● **Excerpted text**
◆ ◆ ◆ ◆ ◆
POSTOPERATIVE DIAGNOSIS:
Pancreatic cystic neoplasm.

NAME OF OPERATION:
1. Middle pancreatectomy.
2. Roux-en-Y pancreaticojejunostomy.


DESCRIPTION OF PROCEDURE:

We entered the abdomen via an upper midline incision. The peritoneum was entered sharply. There was no evidence of metastatic disease. The Bookwalter retractor was placed. We first entered the lesser sac through the gastrocolic omentum. The anterior and inferior borders of the pancreas were cleaned. The transverse mesocolon was dissected free. We were able to identify the infrapancreatic superior mesenteric vein. This was traced up to the pancreas, and a tunnel was begun to be created. We then dissected the superior border of the pancreas. We found a portal vein above the pancreas. A complete tunnel beneath the neck of the pancreas and above the vein was made. The cyst was located in the neck of the pancreas, and this was the region that was anticipated to be removed. We dissected the stomach and duodenum off the anterior surface of the pancreas to the level of the gastroduodenal artery. We were able to see on the CT scan that the cyst was located to the left of the gastroduodenal artery and that if the pancreas were transected here, it would be encompassed by the resection specimen. Therefore, a GIA stapler (purple load, 60 mm, SeamGuard) was placed beneath the neck of the pancreas in this region of anticipated transection. The pancreas was then transected with the stapler in 1 fire. We then dissected the pancreas in a right to left direction off the portosplenic confluence. An approximate 4-5 cm length of pancreas was freed for resection. We came through the pancreas on the left using Bovie electrocautery. Meticulous hemostasis was confirmed and achieved. The specimen was sent for frozen section analysis of both the proximal and distal margins and to confirm the presence of the cyst.
◆ ◆ ◆ ◆ ◆
● **Given entries**
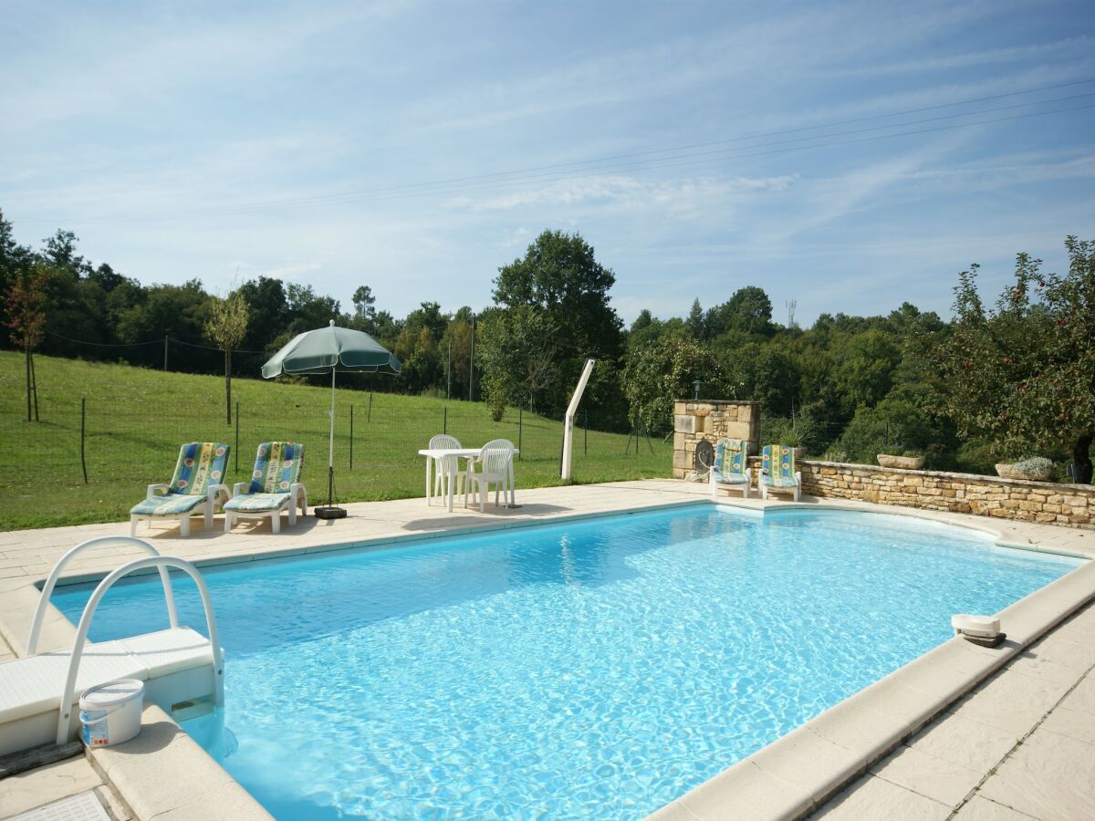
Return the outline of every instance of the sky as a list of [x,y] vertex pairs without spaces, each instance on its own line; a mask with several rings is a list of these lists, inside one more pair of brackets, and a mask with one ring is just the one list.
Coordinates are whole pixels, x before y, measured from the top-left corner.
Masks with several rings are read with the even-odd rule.
[[4,3],[0,209],[212,292],[491,302],[544,229],[612,302],[948,316],[1095,238],[1095,4]]

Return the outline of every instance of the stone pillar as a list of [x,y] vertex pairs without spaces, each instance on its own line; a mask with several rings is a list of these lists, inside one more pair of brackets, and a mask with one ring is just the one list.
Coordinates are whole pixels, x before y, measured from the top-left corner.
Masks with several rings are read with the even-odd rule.
[[723,437],[749,442],[759,452],[760,403],[736,400],[677,400],[673,402],[673,478],[695,478],[695,444]]

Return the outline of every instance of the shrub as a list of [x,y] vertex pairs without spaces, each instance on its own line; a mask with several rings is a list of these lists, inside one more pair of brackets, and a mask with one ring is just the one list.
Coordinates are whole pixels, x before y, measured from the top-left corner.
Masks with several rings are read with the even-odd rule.
[[1015,463],[1015,470],[1019,473],[1040,474],[1053,470],[1053,462],[1045,456],[1029,456]]

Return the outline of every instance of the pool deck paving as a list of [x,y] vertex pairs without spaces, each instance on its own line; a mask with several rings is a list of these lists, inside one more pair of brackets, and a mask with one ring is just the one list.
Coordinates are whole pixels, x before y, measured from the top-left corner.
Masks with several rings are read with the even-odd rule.
[[[710,499],[705,485],[672,479],[521,490],[516,509],[449,513],[422,498],[346,505],[343,520],[302,518],[273,534],[268,521],[222,532],[194,519],[137,535],[161,553],[212,564],[395,541],[431,539],[570,517],[611,514]],[[788,507],[779,499],[721,495],[735,506]],[[1095,558],[1095,532],[804,498],[807,508],[907,514],[987,531],[1001,544]],[[61,555],[127,523],[0,533],[0,660],[26,652],[37,588]],[[81,554],[65,581],[102,578],[145,554],[114,544]],[[660,819],[1095,818],[1095,563],[1003,611],[1010,639],[996,649],[952,639],[738,762],[655,813]],[[1071,615],[1070,615],[1071,614]],[[1068,621],[1061,623],[1062,618]],[[72,624],[50,609],[43,649],[67,647]],[[165,779],[164,773],[177,777]],[[174,785],[165,782],[174,782]],[[180,784],[182,786],[180,786]],[[117,819],[263,818],[265,811],[154,706],[137,739],[0,780],[0,818],[94,790]],[[219,812],[215,810],[222,808]],[[212,814],[209,814],[209,813]]]

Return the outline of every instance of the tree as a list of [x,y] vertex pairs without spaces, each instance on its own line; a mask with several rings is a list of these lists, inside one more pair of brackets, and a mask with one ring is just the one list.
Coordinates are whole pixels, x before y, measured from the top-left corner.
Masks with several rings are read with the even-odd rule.
[[495,421],[507,405],[537,410],[537,398],[556,373],[558,327],[541,309],[492,311],[480,325],[475,358]]
[[26,354],[26,420],[38,420],[38,381],[34,372],[34,349],[42,342],[46,325],[46,289],[48,271],[41,263],[35,264],[22,276],[12,279],[4,294],[8,307],[8,327],[12,329],[12,342]]
[[704,329],[708,338],[721,336],[727,331],[771,336],[774,331],[772,300],[763,288],[754,285],[739,288],[729,300],[707,310]]
[[238,290],[243,294],[251,315],[262,317],[262,322],[251,323],[243,347],[273,352],[274,339],[285,331],[289,321],[285,286],[280,279],[258,277],[247,280]]
[[1021,253],[1015,284],[986,310],[977,266],[959,274],[952,333],[933,349],[945,385],[934,398],[964,437],[1002,458],[1061,446],[1075,481],[1092,478],[1095,439],[1095,242],[1065,240],[1069,271]]
[[247,302],[239,290],[227,299],[214,297],[206,335],[224,351],[224,419],[232,424],[232,348],[247,335]]
[[372,289],[360,286],[354,291],[354,319],[361,331],[371,334],[374,329],[377,319],[377,298],[372,296]]
[[692,309],[688,312],[684,324],[688,325],[693,339],[703,338],[703,307],[700,304],[699,298],[692,301]]
[[[537,309],[556,328],[556,365],[565,378],[587,357],[616,359],[623,348],[623,322],[609,304],[615,275],[597,262],[579,234],[544,231],[523,258],[498,269],[494,300],[506,310]],[[544,397],[554,410],[565,406],[567,385]]]

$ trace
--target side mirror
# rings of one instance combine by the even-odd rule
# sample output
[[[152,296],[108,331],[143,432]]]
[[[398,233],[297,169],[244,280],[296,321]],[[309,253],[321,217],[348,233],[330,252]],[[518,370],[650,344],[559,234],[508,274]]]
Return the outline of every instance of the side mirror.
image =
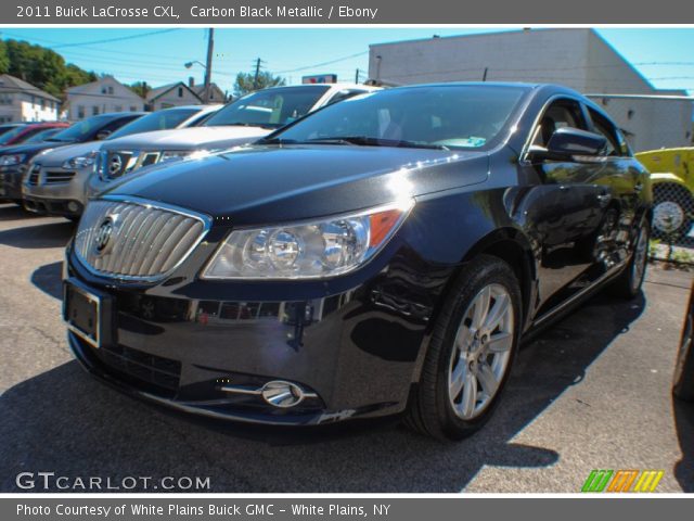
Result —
◆ ◆ ◆ ◆ ◆
● **Work task A**
What stapler was used to transect the pancreas, according to the operative report?
● **Work task B**
Translate this sentence from the operative report into Spanish: "The cyst was located in the neck of the pancreas, and this was the region that was anticipated to be removed."
● **Work task C**
Carry on the operative report from its final sentence, describing the next steps of the procedure.
The entries are material separate from the operative report.

● **Answer section A**
A GIA stapler (purple load, 60 mm, SeamGuard).

● **Answer section B**
El quiste se encontraba en el cuello del páncreas, y esta era la región que se preveía extirpar.

● **Answer section C**
We did later hear from the pathologist that the margins were clear and that the cyst was present and close to the right-sided margin, but free from it. We then began our reconstruction. A point on the proximal jejunum was selected. A window in the mesentery was made. The jejunum was transected using a GIA stapler (blue load, 80 mm). The distal limb was then brought through the transverse mesocolon in a retrocolic fashion. An end-to-side pancreaticojejunostomy was then created in a standard fashion using an outer layer of interrupted 3-0 silk suture and an inner layer of running 3-0 PDS suture. The pancreas was soft and friable. The pancreatic duct was not dilated, but it was identified. It was incorporated into the inner suture line. The bowel was then imbricated over the anastomosis. It appeared to be watertight. The Roux limb was then secured to the transverse mesocolon using 3-0 silk suture. Approximately 40 cm downstream of the pancreaticojejunostomy, a point on the jejunum was selected. An end-to-side jejunojejunostomy was then created in a standard fashion using an outer layer of interrupted 3-0 silk suture and an inner layer of running 3-0 PDS suture. The bowel was imbricated over the anastomosis. The anastomosis was checked for patency. The abdomen was once again copiously irrigated, and meticulous hemostasis was confirmed. A #19 round Blake drain was then brought out through the anterior abdominal wall via separate stab incision in the left mid abdomen. It was positioned adjacent to the cut edge of the pancreas as well as the anastomosis. It was secured in place using a 2-0 nylon suture. The fascia was then closed using a running #1 looped PDS suture. The wound was irrigated. The skin was closed using staples.